(MATERIALS PROVIDED Opens)

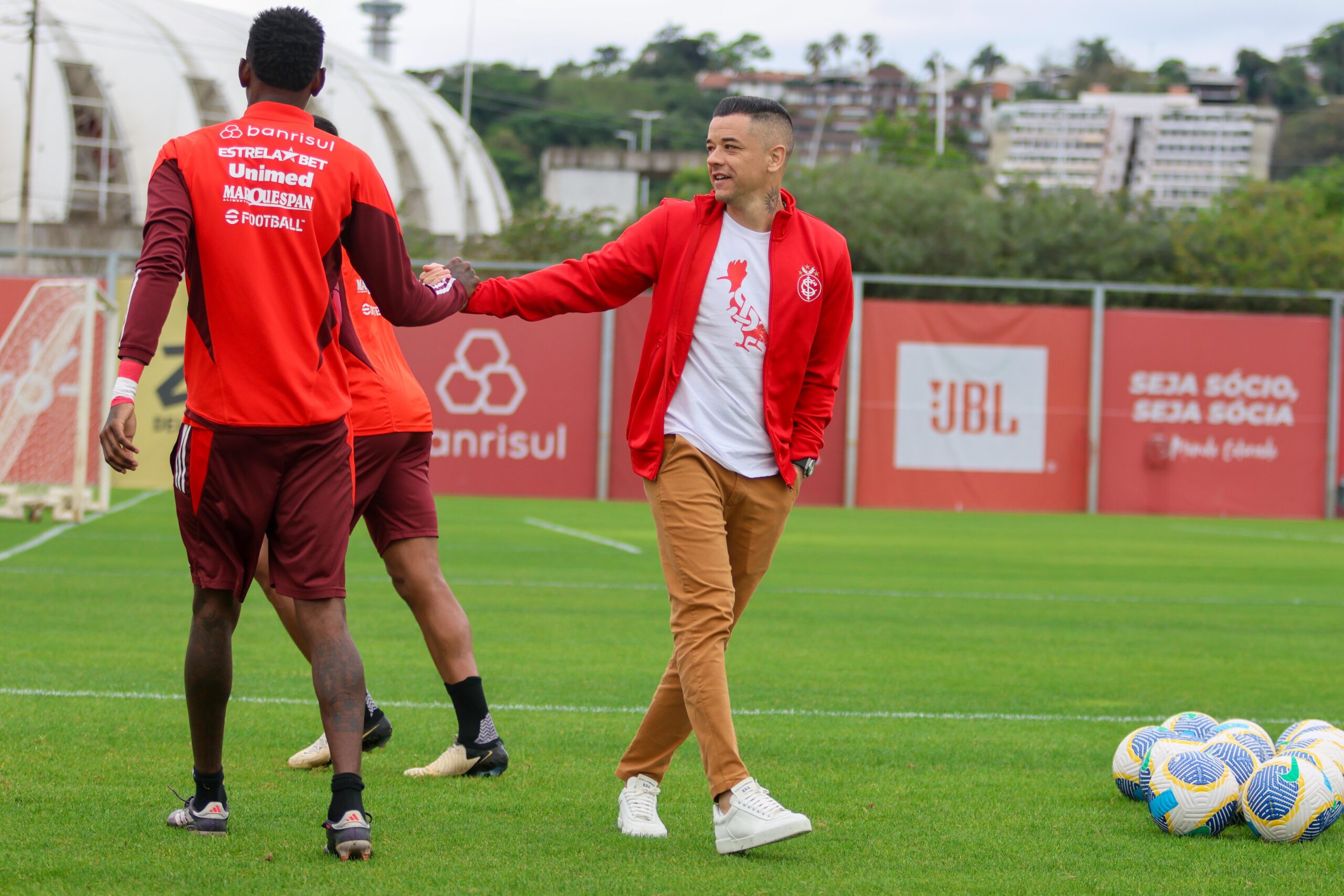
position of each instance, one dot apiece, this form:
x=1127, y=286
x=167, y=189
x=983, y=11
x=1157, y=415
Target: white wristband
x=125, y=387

(MATERIALS PROVIDED Closes)
(MATERIALS PROVIDED Opens)

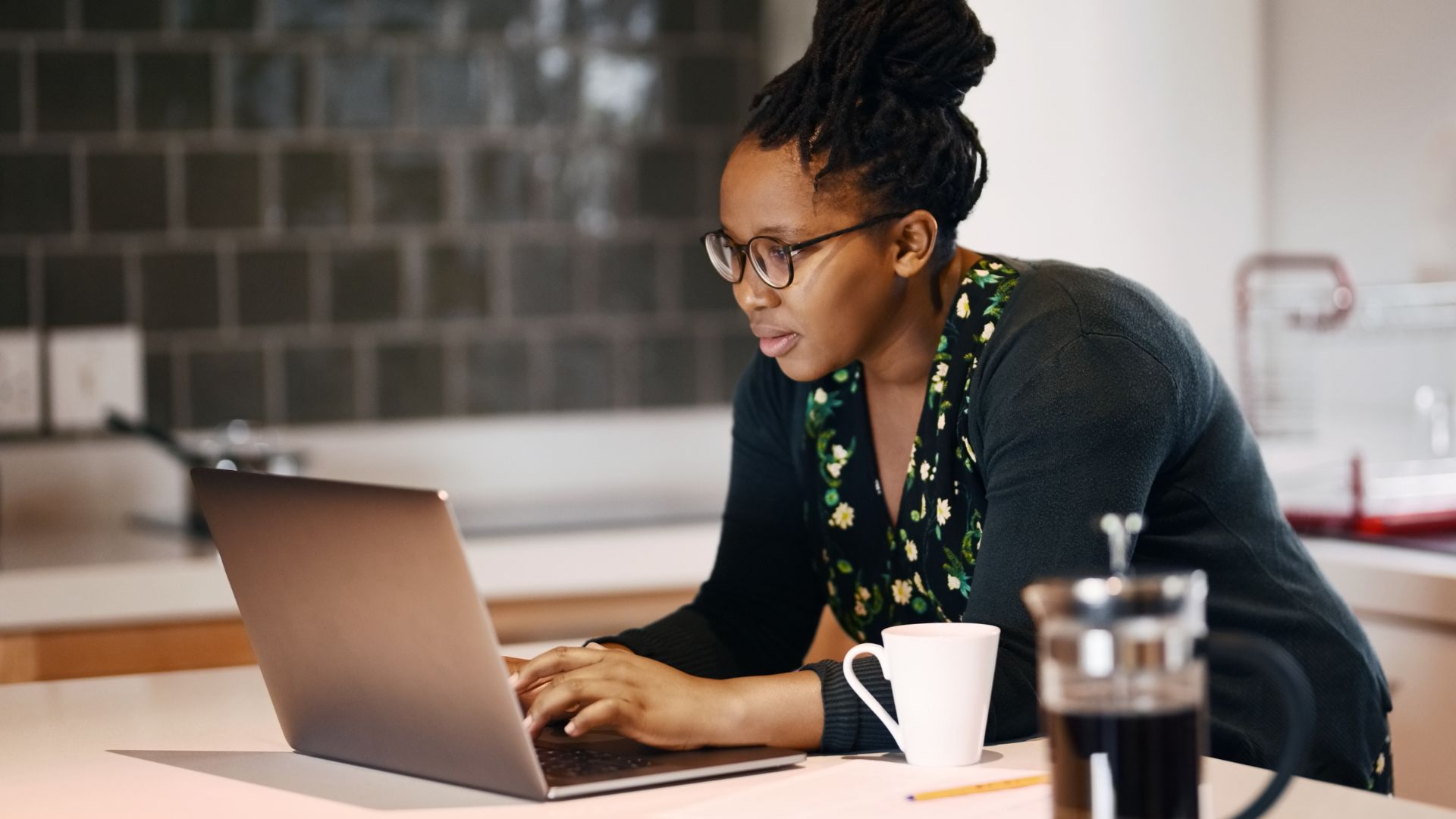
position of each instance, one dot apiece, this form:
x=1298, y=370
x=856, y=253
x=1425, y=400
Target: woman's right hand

(MATERIALS PROVIDED Closes)

YOUR INSTRUCTIONS:
Set down precisely the lines above between the line holding "x=1298, y=370" and the line holding "Target: woman's right hand", inclusive, and nothing beyond them.

TASK RESPONSE:
x=1298, y=370
x=856, y=253
x=1425, y=400
Target: woman's right hand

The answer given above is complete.